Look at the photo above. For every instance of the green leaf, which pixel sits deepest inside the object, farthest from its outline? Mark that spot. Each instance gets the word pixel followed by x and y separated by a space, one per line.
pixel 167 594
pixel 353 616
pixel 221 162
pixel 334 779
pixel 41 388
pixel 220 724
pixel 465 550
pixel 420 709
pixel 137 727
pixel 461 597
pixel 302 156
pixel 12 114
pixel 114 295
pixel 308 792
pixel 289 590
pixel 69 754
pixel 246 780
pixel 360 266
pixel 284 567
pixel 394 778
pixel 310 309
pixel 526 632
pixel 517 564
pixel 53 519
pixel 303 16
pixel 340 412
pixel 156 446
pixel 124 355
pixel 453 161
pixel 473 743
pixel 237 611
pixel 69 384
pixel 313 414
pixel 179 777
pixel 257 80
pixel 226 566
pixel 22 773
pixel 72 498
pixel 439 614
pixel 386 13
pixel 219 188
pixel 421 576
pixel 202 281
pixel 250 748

[Prompt] Lay out every line of the records above as a numbered list, omitting any blank lines.

[Written reply]
1. Look at the photo above. For every instance of the green leaf, which pixel sits deepest inside the object, farthest from its outline? Mark that spot. Each instance gets the word pixel followed by x and y separated by a space, one per line.
2. pixel 167 594
3. pixel 353 616
4. pixel 221 162
5. pixel 334 779
6. pixel 41 388
7. pixel 220 724
8. pixel 465 550
9. pixel 420 709
10. pixel 137 727
11. pixel 461 597
12. pixel 302 156
13. pixel 12 114
14. pixel 114 295
15. pixel 308 792
16. pixel 289 590
17. pixel 69 754
18. pixel 246 780
19. pixel 360 266
20. pixel 284 567
21. pixel 394 778
22. pixel 310 309
23. pixel 526 632
24. pixel 517 564
25. pixel 53 519
26. pixel 303 16
27. pixel 340 412
28. pixel 156 446
29. pixel 124 355
30. pixel 453 161
31. pixel 473 743
32. pixel 237 611
33. pixel 69 384
34. pixel 313 414
35. pixel 179 777
36. pixel 257 80
37. pixel 226 566
38. pixel 22 773
39. pixel 72 498
40. pixel 439 614
41. pixel 386 13
42. pixel 219 188
43. pixel 421 576
44. pixel 202 281
45. pixel 250 748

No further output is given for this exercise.